(Items listed in a dataset)
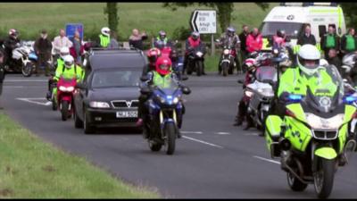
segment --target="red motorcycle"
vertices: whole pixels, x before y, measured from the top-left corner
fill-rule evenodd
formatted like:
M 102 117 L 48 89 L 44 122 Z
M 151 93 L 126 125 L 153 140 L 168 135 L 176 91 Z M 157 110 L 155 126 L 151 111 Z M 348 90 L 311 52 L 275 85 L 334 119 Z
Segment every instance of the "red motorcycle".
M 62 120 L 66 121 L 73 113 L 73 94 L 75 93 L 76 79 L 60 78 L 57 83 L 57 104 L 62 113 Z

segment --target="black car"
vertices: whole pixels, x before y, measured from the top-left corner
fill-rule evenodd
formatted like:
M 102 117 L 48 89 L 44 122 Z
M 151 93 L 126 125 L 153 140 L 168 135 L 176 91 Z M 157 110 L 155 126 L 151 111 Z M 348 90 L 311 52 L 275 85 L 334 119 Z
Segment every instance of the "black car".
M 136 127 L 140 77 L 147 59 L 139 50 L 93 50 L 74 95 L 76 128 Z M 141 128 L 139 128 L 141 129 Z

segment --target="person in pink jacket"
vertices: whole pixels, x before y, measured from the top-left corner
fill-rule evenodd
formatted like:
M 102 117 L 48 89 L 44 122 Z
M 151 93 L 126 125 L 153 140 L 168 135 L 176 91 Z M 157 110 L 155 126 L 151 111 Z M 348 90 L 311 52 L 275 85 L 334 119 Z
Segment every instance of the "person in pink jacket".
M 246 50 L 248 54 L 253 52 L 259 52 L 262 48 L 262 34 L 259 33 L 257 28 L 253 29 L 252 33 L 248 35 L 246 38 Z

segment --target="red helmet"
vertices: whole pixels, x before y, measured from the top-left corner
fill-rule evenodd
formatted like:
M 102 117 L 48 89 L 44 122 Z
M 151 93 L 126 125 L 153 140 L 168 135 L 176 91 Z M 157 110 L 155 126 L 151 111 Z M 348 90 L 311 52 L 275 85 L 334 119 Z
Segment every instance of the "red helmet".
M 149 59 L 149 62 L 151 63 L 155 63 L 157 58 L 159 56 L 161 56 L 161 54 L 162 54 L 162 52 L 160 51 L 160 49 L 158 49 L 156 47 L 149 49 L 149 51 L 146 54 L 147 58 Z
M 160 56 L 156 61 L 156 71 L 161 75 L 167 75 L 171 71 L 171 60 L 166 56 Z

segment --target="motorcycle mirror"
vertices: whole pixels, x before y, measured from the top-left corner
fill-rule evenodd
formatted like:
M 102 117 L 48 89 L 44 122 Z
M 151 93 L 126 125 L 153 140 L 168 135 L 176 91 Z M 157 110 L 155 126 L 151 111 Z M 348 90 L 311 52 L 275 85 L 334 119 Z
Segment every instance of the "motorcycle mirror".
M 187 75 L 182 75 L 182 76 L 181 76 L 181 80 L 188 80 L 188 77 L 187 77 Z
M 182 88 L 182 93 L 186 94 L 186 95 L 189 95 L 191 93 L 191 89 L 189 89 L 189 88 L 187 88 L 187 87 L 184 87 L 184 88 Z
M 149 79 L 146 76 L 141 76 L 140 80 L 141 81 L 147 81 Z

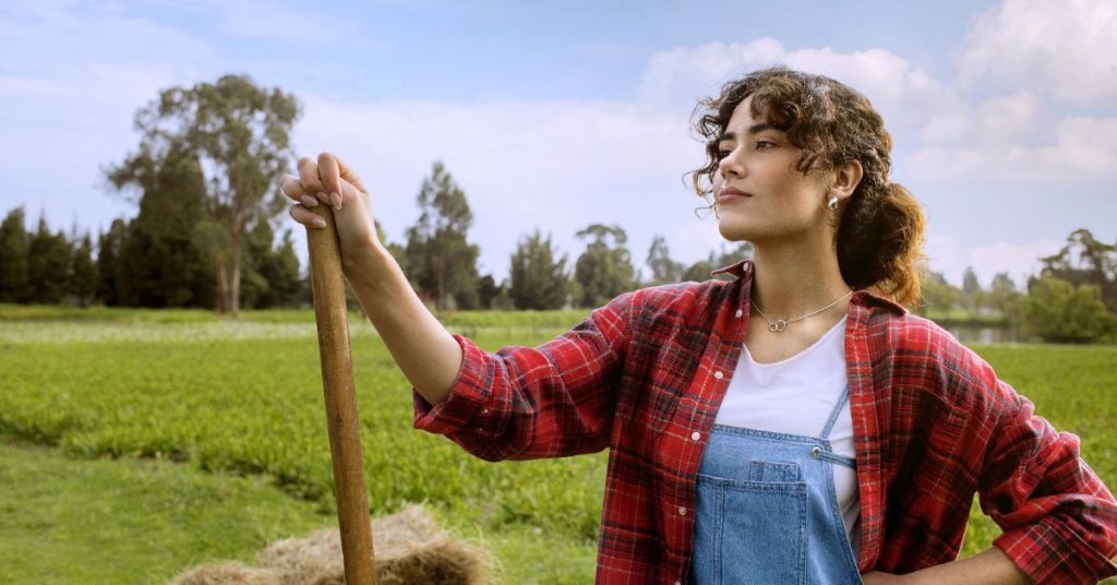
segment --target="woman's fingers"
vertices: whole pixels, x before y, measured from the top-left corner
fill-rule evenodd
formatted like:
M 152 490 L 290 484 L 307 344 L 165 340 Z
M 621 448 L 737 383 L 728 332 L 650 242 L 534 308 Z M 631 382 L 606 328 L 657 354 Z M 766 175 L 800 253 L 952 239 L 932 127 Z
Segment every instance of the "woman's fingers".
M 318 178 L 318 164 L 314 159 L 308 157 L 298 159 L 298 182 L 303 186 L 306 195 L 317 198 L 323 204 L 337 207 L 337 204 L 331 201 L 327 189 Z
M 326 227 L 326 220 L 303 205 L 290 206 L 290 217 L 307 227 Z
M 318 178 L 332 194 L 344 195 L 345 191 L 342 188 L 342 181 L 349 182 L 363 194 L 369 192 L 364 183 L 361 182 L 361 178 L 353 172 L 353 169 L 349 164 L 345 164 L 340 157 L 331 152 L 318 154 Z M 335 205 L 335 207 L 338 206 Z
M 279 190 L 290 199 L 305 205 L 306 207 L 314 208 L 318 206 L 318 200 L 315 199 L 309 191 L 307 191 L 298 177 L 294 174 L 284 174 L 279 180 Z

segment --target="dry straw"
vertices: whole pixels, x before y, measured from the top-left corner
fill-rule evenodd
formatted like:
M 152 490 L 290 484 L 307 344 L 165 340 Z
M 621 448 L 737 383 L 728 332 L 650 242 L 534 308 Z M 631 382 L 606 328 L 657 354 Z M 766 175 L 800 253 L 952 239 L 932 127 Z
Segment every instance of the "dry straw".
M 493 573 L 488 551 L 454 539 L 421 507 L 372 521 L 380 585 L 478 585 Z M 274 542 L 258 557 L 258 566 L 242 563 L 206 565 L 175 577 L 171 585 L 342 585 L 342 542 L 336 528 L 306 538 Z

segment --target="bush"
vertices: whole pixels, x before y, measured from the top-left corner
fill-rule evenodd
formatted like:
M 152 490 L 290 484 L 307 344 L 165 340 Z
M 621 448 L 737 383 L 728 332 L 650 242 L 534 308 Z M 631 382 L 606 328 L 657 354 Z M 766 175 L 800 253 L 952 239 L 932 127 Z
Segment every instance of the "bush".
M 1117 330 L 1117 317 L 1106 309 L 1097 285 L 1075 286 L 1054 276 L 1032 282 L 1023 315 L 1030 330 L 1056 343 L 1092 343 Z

→ SET TASK
Which lines in the data above contain the word "every"? Pick out and copy each of them.

→ RESPONSE
Segment every instance of the "red motorcycle".
Segment every instance of the "black car".
Segment every instance of the "person in pink jacket".
Segment every instance of the "red helmet".
Segment every instance of the "motorcycle mirror".
Segment every instance of the "woman's fingers".
Segment every instance of the "dry straw".
Segment every instance of the "bush".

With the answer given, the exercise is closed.